━━ Input data

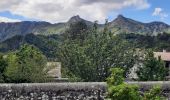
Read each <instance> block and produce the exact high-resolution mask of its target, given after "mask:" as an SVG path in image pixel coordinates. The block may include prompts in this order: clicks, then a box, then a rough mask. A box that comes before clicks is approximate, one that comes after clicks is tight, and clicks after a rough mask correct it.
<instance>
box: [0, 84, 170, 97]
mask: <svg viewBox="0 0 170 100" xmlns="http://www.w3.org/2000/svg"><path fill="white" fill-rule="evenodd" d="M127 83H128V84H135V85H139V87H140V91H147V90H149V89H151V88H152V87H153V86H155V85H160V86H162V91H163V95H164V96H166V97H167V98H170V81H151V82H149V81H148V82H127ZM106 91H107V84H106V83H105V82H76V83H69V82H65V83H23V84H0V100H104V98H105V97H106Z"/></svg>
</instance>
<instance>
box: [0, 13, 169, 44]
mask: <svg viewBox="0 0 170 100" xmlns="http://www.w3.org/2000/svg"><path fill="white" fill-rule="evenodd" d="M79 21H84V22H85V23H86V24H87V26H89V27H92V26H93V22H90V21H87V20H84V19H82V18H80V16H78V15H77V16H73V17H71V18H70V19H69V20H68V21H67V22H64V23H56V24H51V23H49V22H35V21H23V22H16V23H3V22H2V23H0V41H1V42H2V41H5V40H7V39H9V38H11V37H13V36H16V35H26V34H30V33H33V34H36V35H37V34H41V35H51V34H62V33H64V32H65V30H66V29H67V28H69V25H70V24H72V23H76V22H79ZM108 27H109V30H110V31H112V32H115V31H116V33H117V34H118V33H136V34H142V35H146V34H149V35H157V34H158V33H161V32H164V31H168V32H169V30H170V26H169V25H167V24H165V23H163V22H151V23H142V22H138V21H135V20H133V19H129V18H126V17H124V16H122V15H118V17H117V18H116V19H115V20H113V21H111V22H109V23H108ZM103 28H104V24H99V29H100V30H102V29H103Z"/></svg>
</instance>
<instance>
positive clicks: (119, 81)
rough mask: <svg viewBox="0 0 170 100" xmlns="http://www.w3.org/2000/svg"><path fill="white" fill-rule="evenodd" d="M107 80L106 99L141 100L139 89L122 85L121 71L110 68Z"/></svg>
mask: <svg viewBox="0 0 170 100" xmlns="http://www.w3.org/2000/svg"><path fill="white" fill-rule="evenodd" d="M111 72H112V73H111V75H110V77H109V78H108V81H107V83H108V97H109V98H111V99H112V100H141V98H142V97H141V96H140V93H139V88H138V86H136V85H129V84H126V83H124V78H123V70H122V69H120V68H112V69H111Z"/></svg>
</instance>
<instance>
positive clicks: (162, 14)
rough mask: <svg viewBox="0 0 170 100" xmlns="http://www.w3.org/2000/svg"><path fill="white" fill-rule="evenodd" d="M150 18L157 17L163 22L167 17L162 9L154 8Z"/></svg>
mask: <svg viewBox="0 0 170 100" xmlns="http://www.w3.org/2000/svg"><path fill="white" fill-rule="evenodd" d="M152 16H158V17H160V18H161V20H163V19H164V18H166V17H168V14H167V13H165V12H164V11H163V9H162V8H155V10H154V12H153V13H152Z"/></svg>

━━━━
━━ Input data

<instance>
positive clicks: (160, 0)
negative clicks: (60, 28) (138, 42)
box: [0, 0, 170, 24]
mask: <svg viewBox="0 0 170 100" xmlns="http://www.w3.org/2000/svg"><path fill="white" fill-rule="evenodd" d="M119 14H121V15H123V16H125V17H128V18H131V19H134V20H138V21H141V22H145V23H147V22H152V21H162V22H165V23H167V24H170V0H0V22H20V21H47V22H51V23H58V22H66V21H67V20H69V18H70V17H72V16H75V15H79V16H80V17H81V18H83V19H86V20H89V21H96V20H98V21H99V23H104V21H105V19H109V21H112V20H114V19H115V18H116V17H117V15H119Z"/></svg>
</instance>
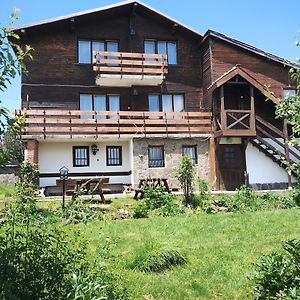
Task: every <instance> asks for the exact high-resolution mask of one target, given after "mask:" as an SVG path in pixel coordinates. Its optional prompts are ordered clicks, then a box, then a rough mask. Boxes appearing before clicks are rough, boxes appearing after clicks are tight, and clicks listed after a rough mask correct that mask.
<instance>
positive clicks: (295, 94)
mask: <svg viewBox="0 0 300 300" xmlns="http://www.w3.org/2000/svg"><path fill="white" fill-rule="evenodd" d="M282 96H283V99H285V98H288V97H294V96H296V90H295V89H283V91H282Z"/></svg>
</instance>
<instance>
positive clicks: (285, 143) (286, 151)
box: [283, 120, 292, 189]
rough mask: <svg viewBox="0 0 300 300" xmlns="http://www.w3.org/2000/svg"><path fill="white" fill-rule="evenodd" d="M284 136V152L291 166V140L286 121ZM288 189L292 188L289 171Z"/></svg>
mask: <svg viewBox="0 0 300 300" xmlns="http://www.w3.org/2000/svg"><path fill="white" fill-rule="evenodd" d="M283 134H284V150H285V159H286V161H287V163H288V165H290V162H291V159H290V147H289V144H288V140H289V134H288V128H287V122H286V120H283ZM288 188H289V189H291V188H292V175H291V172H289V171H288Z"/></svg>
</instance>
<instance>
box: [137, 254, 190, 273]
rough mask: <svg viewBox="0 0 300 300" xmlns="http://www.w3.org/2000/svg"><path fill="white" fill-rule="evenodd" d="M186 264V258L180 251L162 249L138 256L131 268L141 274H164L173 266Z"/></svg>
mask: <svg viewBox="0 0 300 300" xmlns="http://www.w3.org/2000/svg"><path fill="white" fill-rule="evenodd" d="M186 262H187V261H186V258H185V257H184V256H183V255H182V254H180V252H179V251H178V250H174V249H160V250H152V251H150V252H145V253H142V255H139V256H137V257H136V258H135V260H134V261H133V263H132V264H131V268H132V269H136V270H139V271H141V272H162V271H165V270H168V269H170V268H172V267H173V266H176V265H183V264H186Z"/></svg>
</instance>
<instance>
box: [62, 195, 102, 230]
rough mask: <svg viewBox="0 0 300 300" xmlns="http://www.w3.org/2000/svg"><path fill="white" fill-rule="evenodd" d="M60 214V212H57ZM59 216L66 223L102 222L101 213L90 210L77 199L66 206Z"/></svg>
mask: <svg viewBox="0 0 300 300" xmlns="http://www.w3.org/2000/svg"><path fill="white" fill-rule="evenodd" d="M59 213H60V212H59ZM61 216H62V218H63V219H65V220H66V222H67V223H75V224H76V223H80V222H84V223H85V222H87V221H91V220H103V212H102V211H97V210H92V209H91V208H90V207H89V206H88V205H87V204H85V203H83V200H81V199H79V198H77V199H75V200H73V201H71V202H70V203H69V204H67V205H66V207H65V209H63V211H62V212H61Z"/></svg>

━━━━

> _Instructions for the task_:
Your reply should be one number: the count of lines above that hold the word "given".

> _Exercise response_:
2